AIM OF THE EXERCISE:
Could you transcribe every entry exactly, leaving nothing out?

THE DATA:
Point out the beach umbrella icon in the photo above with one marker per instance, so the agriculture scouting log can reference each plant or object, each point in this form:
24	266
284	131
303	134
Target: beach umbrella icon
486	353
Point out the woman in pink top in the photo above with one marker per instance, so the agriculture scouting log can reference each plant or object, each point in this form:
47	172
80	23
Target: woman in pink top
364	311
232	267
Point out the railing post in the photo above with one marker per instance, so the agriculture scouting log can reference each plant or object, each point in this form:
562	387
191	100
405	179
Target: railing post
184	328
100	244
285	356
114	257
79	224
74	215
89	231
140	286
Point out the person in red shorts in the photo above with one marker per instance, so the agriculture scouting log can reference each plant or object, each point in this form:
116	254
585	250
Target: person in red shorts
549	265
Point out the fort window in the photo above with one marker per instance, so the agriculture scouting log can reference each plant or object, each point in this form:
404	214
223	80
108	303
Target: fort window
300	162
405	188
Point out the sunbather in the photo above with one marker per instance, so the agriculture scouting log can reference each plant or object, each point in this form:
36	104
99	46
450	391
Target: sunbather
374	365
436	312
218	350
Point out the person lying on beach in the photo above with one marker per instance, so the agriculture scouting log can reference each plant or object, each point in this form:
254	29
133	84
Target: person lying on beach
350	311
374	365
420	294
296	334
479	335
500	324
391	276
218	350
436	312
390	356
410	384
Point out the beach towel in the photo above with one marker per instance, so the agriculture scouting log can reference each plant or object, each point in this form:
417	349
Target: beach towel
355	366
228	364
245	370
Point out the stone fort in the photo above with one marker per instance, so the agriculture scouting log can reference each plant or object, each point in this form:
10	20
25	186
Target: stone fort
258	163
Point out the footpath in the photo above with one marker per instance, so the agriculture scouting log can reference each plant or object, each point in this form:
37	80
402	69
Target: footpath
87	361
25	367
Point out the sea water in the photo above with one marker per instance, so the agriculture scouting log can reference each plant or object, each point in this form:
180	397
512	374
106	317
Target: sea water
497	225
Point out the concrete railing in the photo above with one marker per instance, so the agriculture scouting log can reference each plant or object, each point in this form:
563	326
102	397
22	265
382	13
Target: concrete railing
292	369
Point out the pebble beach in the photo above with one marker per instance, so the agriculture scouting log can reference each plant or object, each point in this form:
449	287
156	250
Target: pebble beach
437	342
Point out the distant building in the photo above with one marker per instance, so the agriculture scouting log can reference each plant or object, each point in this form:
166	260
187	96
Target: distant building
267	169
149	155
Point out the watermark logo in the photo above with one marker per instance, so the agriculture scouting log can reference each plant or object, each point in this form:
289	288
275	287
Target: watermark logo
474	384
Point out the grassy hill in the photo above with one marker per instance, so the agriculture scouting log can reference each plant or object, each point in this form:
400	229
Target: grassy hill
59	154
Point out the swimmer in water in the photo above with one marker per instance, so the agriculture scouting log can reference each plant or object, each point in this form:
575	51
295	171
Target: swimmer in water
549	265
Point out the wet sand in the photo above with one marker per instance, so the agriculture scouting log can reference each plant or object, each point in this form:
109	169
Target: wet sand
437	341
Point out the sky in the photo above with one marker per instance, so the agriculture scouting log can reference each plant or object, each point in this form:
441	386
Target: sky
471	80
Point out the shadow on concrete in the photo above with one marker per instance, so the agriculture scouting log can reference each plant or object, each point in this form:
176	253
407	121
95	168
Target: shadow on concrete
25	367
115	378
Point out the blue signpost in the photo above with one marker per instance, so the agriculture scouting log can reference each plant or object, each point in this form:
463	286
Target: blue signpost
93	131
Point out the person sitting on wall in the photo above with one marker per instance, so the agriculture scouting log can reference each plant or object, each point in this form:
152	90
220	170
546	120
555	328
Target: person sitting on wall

RESULT OF THIS EXERCISE:
Point out the beach umbrella icon in the photo above with one marker per instance, so the agriculture scouting log can reference each plant or object, each point in this form:
24	266
284	131
303	134
Target: beach umbrella icon
486	353
Point out the woman in pink top in the photo above with one marker per instance, so the agriculture scouting log can reference each plant or object, each point in this form:
47	172
80	23
Target: woman in pink top
364	311
232	267
Point out the railing post in the photo above with one marker per instance, so the agriculture scouting log can reference each plant or object, each point in this form:
562	387
191	100
405	179
Target: railing post
184	328
100	244
285	356
114	257
79	224
74	215
89	231
140	286
Point out the person in red shorts in the photo above with one marker per instance, so the agriculture scouting log can reference each plant or object, each point in this form:
116	254
585	250
Target: person in red shorts
549	265
Point out the fort window in the photo above with one marker per instance, so the agriculture scouting log can reference each plant or object, each point in this form:
404	214
223	80
108	303
Target: fort window
300	162
405	188
Point out the sunbather in the photo above with one marker per instance, so the agriculture scouting log can reference each plant or object, each point in this form:
36	104
99	46
450	391
Target: sunbather
374	365
436	312
218	350
Point out the person lying on beach in the photo above with one marker per instance, so the agriculture scouting log can reference each plant or object, each point in this form:
254	29
133	84
Target: person lying on beach
350	311
374	365
420	294
296	334
479	335
500	324
391	276
218	350
436	312
390	356
410	384
Point out the beach towel in the photo above with one marker per instance, so the agriculture scouting log can reference each plant or object, each point in this form:
417	349
Target: beach towel
355	366
228	364
245	370
Point out the stone fort in the photo above with one marker per instance, so the agriculture scouting log can reference each plant or object, each point in this form:
10	20
25	186
Target: stone fort
258	163
Point out the footpath in the photo above with one marker per instance, so the agriculture scouting log can reference each plant or object, each point in this form:
37	80
402	69
Target: footpath
87	361
25	367
Point out the sea water in the photo above with one marker per instance, so the agriculture scouting log can reference each plant or object, each point in this form:
180	397
512	374
106	317
Target: sea water
497	225
Point out the concrete railing in the photo above with one marker per instance, so the agriculture scouting log can reference each plant or object, each point in this form:
563	326
102	397
22	265
382	13
Target: concrete railing
292	369
Point out the pebble beach in the photo above with one marker per instance, so the agriculture scouting log can reference each plant or object, each point in this form:
449	287
156	250
Target: pebble beach
437	342
Point out the distant building in the photo above with one marker per instance, so the agriculture scouting log can reference each plant or object, each point in this form:
166	260
187	96
Target: distant building
267	169
149	155
Point out the watermark logo in the photo above with one marker per instance, so the agriculture scouting log can reference each plant or object, each point in this form:
289	288
275	287
Target: watermark logo
474	384
Point out the grassy hill in the photo above with one marker per instance, so the agriculture scouting log can reference each plant or object, each point in this form:
400	229
Target: grassy hill
59	154
Point out the swimmer in water in the photo above with one marker per instance, so the agriculture scouting log can reference each plant or object, each point in this form:
575	51
295	171
Target: swimmer in water
549	265
Point out the wet sand in the photo above with one marker per instance, so the agriculture scouting log can reference each plant or object, each point in this form:
109	169
Target: wet sand
437	341
Point out the sky in the photo above with one marker per instance, so the agriculture scouting log can reference each plant or object, each point in this form:
441	386
Target: sky
471	80
Point out the shadow on concrete in the photo above with one marker per instance, so the agriculture scouting log can reference each plant or object, each point in this form:
176	253
407	121
95	168
Target: shadow on concrete
25	367
115	378
Point out the blue signpost in the photo above with one marker per instance, so the agriculture scouting log can reference each plant or object, each point in this form:
463	286
Target: blue signpost
93	131
Point out the person sitting on wall in the photo above with one marker per instance, so the agriculture scouting log can reference each plant or object, each point in this form:
152	90
220	170
546	120
555	328
Target: person sitting on wall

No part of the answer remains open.